* _Task requirements_:
1. Pull out everything in the article on Middlesex's new head coach from "Instead, he thought" down to "man, after all.".
2. Answer from the article on Middlesex's new head coach:
(a) Who got the job over Richard Johnson in the winter of 2018?
(b) For how many seasons was Johnson Middlesex's bowling coach?
(c) What share of the squad has come through the pathway?

* _Source document_:

Middlesex's new head coach talks to NICK FRIEND about missing out on the job last time, what he learnt at Surrey, the importance of empathy, his take on the pitch debate and how to take the county back to the glory days of 2016
When Richard Johnson lost out to Stuart Law in the winter of 2018 for the job that is finally his, he never assumed he would return to Middlesex.
Instead, he thought that was his opportunity lost, after eight seasons as bowling coach and a half-summer in interim charge during which he displayed all the qualities that, four years on, have convinced the hierarchy that their former seamer was the right man, after all.
Ultimately, the proof will be in the improvement of individual players and results on the field following three pretty wretched campaigns, but the early signs are positive and it's difficult not to be convinced by the merits of his appointment, coming at the end of a lengthy recruitment process.
Rejected once before, making that leap was a challenge: between times, Johnson worked at Surrey under Alec Stewart's directorship, with both Michael di Venuto and Vikram Solanki trying their hand at the top job. He admits to being apprehensive about leaving that role – a job with security and at which he excelled.
"I didn't want to ruin that," he explains.
But there is something different about the relationship between Johnson and this Middlesex squad: he knows almost all of them to a degree that is highly unusual for an incoming head coach, and it's difficult to shake the notion that he was destined to belatedly find himself here. Take Robbie White, whose under-10 coach was Alan Coleman, the county's new head of performance cricket, and who first came across Rory Coutts, the newly named club coach, when he was 13. On his second-team debut, he was overseen by Mark Ramprakash, the current batting consultant, and Johnson.
Within a squad of which 70 per cent has come through the pathway, there are plenty more similar anecdotes. Ethan Bamber made his professional debut in Johnson's temporary spell in charge after Richard Scott's departure. Even Mark Stoneman, who was Middlesex's first domestic signing for five years when he arrived last midsummer to strengthen an ailing batting line-up, came from The Oval, Johnson's former employers.
Hence, the decision to put himself through the ringer once again: "This was an opportunity that, if I'd passed it by, would I have felt the same in three or four years' time? Probably not, because the group that I actually know and trust wouldn't necessarily be here."
The sense is that this gives him a head-start on the other candidates vying this position. Through pre-season, he has given the air of a laid-back character – certainly more so than Law – with a philosophy based around "relationships" and "trust".

* _Dataset records_:
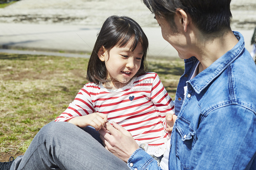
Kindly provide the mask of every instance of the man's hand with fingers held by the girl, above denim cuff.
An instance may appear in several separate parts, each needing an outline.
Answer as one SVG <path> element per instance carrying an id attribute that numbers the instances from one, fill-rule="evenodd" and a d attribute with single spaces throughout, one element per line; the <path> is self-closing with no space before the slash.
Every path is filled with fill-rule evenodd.
<path id="1" fill-rule="evenodd" d="M 107 122 L 105 128 L 99 130 L 104 147 L 127 162 L 132 153 L 139 148 L 131 133 L 115 122 L 113 122 L 113 126 Z"/>

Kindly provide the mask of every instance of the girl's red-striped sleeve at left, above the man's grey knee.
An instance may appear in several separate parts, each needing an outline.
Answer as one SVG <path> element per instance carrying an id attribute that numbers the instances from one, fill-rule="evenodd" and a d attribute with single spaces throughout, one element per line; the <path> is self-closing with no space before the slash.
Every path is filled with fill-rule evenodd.
<path id="1" fill-rule="evenodd" d="M 73 117 L 84 116 L 95 112 L 88 90 L 90 86 L 87 87 L 87 85 L 88 84 L 84 85 L 84 87 L 79 90 L 74 101 L 70 103 L 68 108 L 54 120 L 55 122 L 63 122 Z"/>

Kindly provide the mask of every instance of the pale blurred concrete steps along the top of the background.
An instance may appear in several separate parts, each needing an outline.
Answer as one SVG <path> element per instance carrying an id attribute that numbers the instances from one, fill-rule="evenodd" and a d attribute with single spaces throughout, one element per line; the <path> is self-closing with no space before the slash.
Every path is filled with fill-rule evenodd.
<path id="1" fill-rule="evenodd" d="M 255 27 L 255 0 L 232 0 L 231 10 L 232 28 Z M 0 9 L 0 22 L 101 26 L 110 15 L 127 15 L 142 26 L 158 26 L 140 0 L 21 0 Z"/>

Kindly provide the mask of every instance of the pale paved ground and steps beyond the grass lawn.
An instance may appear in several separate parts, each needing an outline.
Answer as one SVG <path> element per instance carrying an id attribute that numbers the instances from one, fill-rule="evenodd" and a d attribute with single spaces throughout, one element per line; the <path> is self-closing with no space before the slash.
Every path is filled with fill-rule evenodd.
<path id="1" fill-rule="evenodd" d="M 243 4 L 241 6 L 241 4 Z M 245 45 L 256 25 L 256 1 L 232 0 L 232 29 Z M 153 14 L 140 0 L 21 0 L 0 9 L 0 48 L 90 53 L 97 32 L 110 15 L 135 19 L 149 39 L 149 55 L 176 57 L 176 50 L 161 35 Z"/>

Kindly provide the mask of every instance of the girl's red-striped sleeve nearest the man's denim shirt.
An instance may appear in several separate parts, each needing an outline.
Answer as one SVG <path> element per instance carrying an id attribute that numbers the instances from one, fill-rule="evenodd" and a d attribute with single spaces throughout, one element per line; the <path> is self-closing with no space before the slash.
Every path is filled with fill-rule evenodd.
<path id="1" fill-rule="evenodd" d="M 152 83 L 150 97 L 151 101 L 154 103 L 157 112 L 159 113 L 159 116 L 162 118 L 164 129 L 166 129 L 165 116 L 167 113 L 174 114 L 174 102 L 168 95 L 166 89 L 164 88 L 162 82 L 159 79 L 159 76 L 156 73 Z"/>

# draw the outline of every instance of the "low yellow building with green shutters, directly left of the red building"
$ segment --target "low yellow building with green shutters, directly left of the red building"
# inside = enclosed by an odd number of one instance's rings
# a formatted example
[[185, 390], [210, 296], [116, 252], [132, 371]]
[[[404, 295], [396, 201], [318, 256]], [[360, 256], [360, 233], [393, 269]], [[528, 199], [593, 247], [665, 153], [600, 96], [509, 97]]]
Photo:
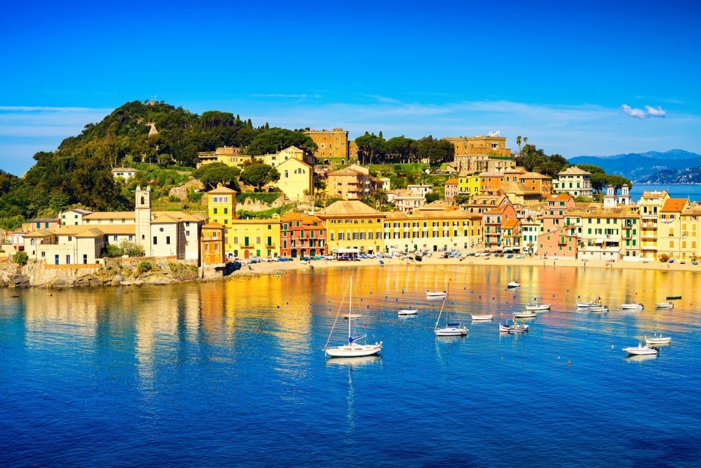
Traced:
[[[233, 220], [227, 234], [234, 257], [278, 258], [280, 256], [280, 219]], [[227, 251], [229, 251], [227, 249]]]

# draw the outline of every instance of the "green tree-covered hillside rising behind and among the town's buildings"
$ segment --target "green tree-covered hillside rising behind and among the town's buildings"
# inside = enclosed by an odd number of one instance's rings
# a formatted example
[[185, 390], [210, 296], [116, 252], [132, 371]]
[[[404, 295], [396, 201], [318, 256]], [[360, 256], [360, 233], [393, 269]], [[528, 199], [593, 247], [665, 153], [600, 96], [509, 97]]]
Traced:
[[[556, 177], [569, 166], [562, 156], [547, 156], [534, 145], [521, 149], [520, 137], [517, 142], [517, 164], [527, 171]], [[425, 169], [440, 167], [454, 156], [451, 143], [430, 135], [385, 140], [382, 132], [366, 132], [355, 143], [358, 162], [390, 175], [393, 188], [416, 180], [433, 182]], [[274, 168], [247, 167], [240, 172], [215, 166], [196, 171], [198, 152], [239, 147], [245, 154], [272, 154], [292, 145], [308, 154], [317, 149], [304, 129], [271, 128], [268, 123], [254, 127], [250, 119], [229, 112], [198, 115], [164, 102], [127, 102], [99, 123], [88, 123], [80, 135], [64, 139], [55, 151], [34, 154], [36, 163], [22, 178], [0, 171], [0, 227], [16, 229], [26, 220], [55, 218], [68, 208], [131, 210], [136, 185], [151, 186], [154, 199], [168, 197], [171, 187], [193, 177], [210, 187], [223, 182], [238, 191], [243, 182], [260, 189], [279, 176]], [[419, 161], [428, 161], [428, 166]], [[111, 170], [118, 167], [135, 168], [137, 174], [128, 182], [115, 179]], [[597, 177], [595, 188], [600, 188], [599, 179], [606, 177]], [[441, 184], [443, 179], [435, 182]]]

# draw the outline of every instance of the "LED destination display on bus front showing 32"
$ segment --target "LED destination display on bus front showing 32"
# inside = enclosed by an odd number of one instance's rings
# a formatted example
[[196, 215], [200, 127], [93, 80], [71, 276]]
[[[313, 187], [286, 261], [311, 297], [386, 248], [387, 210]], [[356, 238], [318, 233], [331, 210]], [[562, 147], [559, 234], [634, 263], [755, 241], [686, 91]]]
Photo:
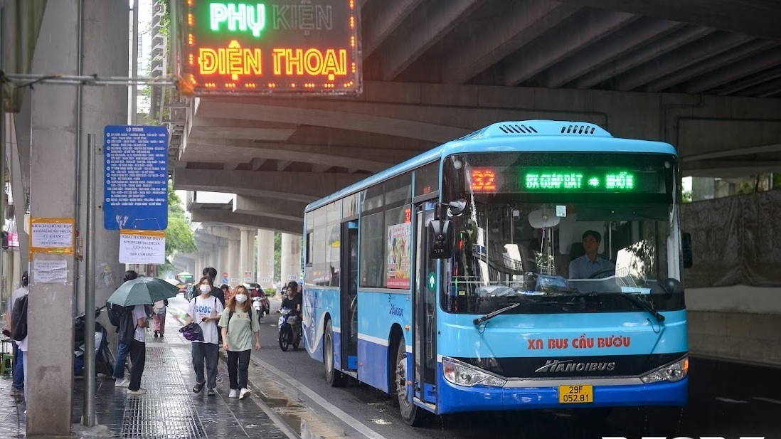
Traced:
[[655, 170], [466, 167], [475, 192], [664, 193]]

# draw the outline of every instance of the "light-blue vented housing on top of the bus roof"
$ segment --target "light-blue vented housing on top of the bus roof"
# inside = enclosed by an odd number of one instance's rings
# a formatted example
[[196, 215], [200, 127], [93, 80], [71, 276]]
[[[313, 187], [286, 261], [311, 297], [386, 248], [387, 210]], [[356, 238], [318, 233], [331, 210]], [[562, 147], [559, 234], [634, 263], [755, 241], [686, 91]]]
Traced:
[[520, 120], [494, 123], [463, 137], [465, 140], [506, 136], [560, 136], [578, 135], [612, 137], [602, 127], [587, 122], [563, 120]]

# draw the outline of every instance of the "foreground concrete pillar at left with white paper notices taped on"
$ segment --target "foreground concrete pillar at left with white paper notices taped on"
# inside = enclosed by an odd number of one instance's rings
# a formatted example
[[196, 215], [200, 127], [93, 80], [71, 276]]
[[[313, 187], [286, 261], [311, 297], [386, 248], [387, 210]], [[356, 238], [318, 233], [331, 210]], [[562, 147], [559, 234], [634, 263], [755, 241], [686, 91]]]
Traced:
[[[47, 5], [33, 73], [78, 73], [78, 18], [77, 2]], [[74, 219], [76, 172], [63, 163], [76, 162], [77, 87], [39, 84], [30, 96], [30, 216]], [[27, 377], [35, 378], [27, 380], [27, 436], [62, 434], [70, 431], [73, 394], [73, 257], [35, 253], [32, 258], [33, 266], [65, 260], [68, 267], [65, 284], [39, 284], [30, 270], [25, 359]]]

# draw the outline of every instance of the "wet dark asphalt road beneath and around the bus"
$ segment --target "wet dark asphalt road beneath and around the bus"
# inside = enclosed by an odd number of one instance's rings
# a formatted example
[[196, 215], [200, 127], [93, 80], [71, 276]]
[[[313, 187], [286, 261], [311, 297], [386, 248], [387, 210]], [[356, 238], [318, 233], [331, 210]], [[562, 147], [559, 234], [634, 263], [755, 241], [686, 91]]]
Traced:
[[[278, 308], [272, 302], [272, 309]], [[282, 352], [276, 344], [276, 318], [264, 318], [262, 351], [256, 370], [265, 373], [274, 405], [298, 407], [287, 416], [302, 437], [437, 438], [599, 438], [767, 437], [781, 439], [781, 369], [692, 359], [689, 404], [683, 409], [615, 409], [595, 422], [587, 412], [469, 413], [437, 418], [431, 427], [408, 427], [387, 394], [351, 381], [326, 384], [323, 364], [302, 350]], [[265, 384], [264, 384], [265, 385]], [[287, 402], [280, 404], [280, 401]], [[284, 409], [280, 409], [283, 410]], [[283, 413], [285, 414], [285, 413]], [[303, 419], [303, 421], [301, 421]], [[299, 425], [303, 422], [305, 425]], [[313, 423], [322, 429], [309, 428]], [[490, 436], [489, 436], [490, 435]]]

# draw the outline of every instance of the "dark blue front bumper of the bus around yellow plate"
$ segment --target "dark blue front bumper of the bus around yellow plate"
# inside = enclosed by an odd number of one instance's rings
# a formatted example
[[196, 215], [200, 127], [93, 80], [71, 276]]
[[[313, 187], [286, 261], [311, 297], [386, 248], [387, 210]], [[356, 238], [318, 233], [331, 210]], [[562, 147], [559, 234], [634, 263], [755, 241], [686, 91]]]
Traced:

* _Response list_:
1.
Instead, he thought that was his opportunity lost, after eight seasons as bowling coach and a half-summer in interim charge during which he displayed all the qualities that, four years on, have convinced the hierarchy that their former seamer was the right man, after all.

2.
(a) Stuart Law
(b) Eight
(c) 70 per cent